Source records
^^^^^^^^^^^^^^^^
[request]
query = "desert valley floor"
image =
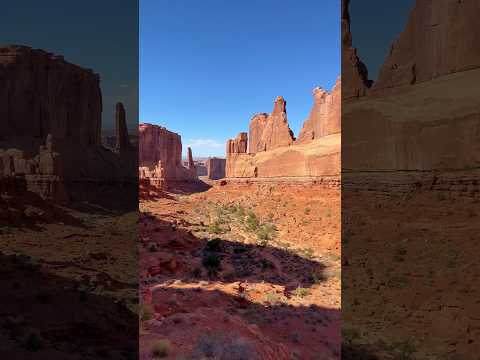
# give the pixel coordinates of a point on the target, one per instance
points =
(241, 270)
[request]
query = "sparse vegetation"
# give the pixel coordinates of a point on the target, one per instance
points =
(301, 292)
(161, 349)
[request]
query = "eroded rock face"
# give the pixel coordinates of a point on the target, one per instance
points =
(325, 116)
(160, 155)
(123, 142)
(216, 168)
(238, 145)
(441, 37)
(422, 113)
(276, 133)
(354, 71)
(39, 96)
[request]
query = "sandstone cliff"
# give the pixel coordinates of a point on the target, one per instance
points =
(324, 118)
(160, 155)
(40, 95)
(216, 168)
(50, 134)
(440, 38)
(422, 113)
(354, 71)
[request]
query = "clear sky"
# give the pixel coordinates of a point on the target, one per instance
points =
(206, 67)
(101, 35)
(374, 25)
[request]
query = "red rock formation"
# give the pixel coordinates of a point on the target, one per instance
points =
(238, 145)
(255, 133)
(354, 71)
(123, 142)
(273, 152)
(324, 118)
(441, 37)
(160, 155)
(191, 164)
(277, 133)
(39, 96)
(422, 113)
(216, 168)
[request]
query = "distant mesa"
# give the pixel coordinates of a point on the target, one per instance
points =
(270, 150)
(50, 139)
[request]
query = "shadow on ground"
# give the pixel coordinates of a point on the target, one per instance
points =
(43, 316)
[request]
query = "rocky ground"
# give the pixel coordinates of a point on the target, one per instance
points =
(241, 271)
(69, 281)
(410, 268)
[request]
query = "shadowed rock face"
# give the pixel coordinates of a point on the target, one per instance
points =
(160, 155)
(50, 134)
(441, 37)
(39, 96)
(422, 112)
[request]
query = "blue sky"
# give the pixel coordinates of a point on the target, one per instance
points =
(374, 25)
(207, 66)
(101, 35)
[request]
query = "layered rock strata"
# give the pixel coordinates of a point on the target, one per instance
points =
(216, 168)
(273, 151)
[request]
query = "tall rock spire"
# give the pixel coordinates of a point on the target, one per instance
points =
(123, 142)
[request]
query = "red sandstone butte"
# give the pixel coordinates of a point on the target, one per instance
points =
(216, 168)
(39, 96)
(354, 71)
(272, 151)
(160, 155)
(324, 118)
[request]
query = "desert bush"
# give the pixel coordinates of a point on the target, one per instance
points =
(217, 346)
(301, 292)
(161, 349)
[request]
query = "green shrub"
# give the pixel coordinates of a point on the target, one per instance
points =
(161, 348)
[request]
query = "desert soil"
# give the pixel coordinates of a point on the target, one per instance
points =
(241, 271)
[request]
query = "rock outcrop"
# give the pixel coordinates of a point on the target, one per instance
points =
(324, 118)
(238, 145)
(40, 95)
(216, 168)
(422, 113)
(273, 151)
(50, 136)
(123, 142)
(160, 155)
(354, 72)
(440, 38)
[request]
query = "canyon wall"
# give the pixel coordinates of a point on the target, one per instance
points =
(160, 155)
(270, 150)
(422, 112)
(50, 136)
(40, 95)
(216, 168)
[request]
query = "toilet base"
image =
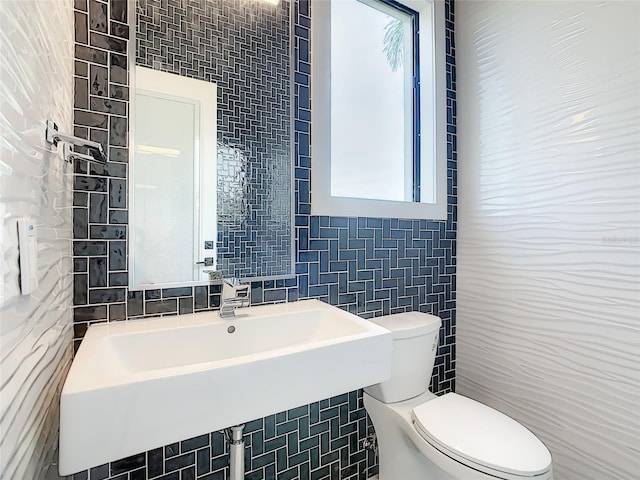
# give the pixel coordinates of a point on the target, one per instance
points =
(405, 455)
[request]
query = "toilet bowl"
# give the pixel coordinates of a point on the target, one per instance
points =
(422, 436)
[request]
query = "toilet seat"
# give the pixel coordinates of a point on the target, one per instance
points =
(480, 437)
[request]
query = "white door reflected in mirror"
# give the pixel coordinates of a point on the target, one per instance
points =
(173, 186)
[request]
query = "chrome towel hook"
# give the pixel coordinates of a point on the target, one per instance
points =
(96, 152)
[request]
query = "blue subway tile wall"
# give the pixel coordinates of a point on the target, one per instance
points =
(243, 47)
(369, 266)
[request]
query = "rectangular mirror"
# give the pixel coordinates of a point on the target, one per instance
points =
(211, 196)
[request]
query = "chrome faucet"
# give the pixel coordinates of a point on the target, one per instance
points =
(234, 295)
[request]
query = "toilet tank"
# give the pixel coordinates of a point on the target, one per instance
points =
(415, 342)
^^^^^^^^^^^^^^^^
Task: Copy the material above in full and exactly, skipping pictures.

Expected output:
[request]
query = "desert valley floor"
image =
# give the pixel coordinates of a point on the target, one per instance
points =
(241, 270)
[request]
query = "sparse vegetation"
# give the pixel coordinates of a point on the target, one per instance
points =
(301, 292)
(161, 349)
[request]
query = "eroded rock face"
# give the pixel coordinates of a point on the target, one per instance
points =
(325, 116)
(160, 155)
(123, 142)
(216, 168)
(238, 145)
(441, 37)
(422, 113)
(276, 133)
(354, 71)
(39, 96)
[request]
query = "sandstone cliff"
# give the pixel coordinates of a point on the target, one per instance
points =
(324, 118)
(160, 155)
(40, 95)
(216, 168)
(50, 134)
(440, 38)
(422, 113)
(354, 71)
[request]
query = "clear sky"
# give the pixel coordinates of a point on the target, one per instance
points =
(206, 67)
(101, 35)
(374, 25)
[request]
query = "red rock formation"
# give the pixel coordinates of a point on the target, one per instance
points =
(238, 145)
(255, 133)
(354, 71)
(123, 142)
(273, 152)
(324, 118)
(441, 37)
(160, 155)
(191, 164)
(277, 133)
(39, 96)
(422, 113)
(216, 168)
[request]
query = "distant mesa"
# give the pixel coordinates of a point on the target, one per instance
points =
(270, 150)
(50, 139)
[request]
query = "shadow on ground"
# give the pixel coordinates of a point on the target, one per instance
points =
(43, 316)
[request]
query = "rocky ground"
# give the pixel coordinates of a point on the target, one per instance
points =
(241, 271)
(69, 281)
(410, 268)
[request]
query = "shadowed rock face"
# give the pixel coordinates of a point on the target, one per instance
points =
(160, 155)
(50, 134)
(441, 37)
(39, 96)
(422, 112)
[request]
query = "blue sky"
# give the pixel coordinates of a point on the target, one per instance
points =
(374, 25)
(207, 66)
(101, 35)
[request]
query = "layered rock strata"
# give the pixel coordinates of a point on the target, one per instance
points =
(216, 168)
(273, 151)
[request]
query = "tall rock spire"
# give the pixel coordinates of a point on the target, one per instance
points =
(123, 142)
[request]
query = "red sandstone butte"
# give the pixel coordinates of a point on the target, one per instance
points =
(216, 168)
(39, 96)
(354, 71)
(272, 151)
(160, 155)
(324, 118)
[request]
query = "desert bush"
# give the pixel coordinates of a point on the target, one per instance
points =
(217, 346)
(301, 292)
(161, 349)
[request]
query = "green shrub"
# give the pixel coordinates of a point on the target, one per instance
points =
(161, 348)
[request]
query = "desert soil"
# give the pixel coordinates of a point on the target, one per instance
points =
(241, 271)
[request]
query = "rock outcrop"
# give the pixel coordinates of a point on the target, one per instance
points =
(324, 118)
(238, 145)
(40, 95)
(216, 168)
(422, 113)
(273, 151)
(50, 136)
(123, 142)
(160, 155)
(354, 72)
(440, 38)
[request]
query = "canyon wall"
# give the pixel coordinates of a point on the target, one per instance
points =
(160, 155)
(270, 150)
(422, 112)
(50, 136)
(40, 95)
(216, 168)
[request]
query = "toilet base"
image =
# give the pixel coordinates of a point on the target, one per instance
points =
(405, 455)
[request]
query = "toilet bowl"
# give the pixel coordinates of a point on the target, one per instance
points =
(422, 436)
[request]
query = "toilet seat"
# give the pixel coordinates of a point on the target, one per instance
points =
(480, 437)
[request]
query = "white door reflected in mirror"
# give the pixel coordinates of a point on the target, one per instance
points =
(173, 186)
[request]
query = "chrome towel hook"
# give the pixel coordinates of a point on the target, one per instance
points =
(96, 152)
[request]
query = "blue subway tile wall"
# give the pixel coordinates of a point on the target, one per instance
points =
(243, 47)
(369, 266)
[request]
query = "rectangular mirror"
# give the pixel coordinates of a point on the target, one per instance
points =
(211, 196)
[request]
query = "chrome faucet"
# give the pixel coordinates of a point on the target, one per instance
points =
(234, 295)
[request]
query = "toilet tank"
# give the pixel coordinates of a point on the target, one per instance
points =
(415, 342)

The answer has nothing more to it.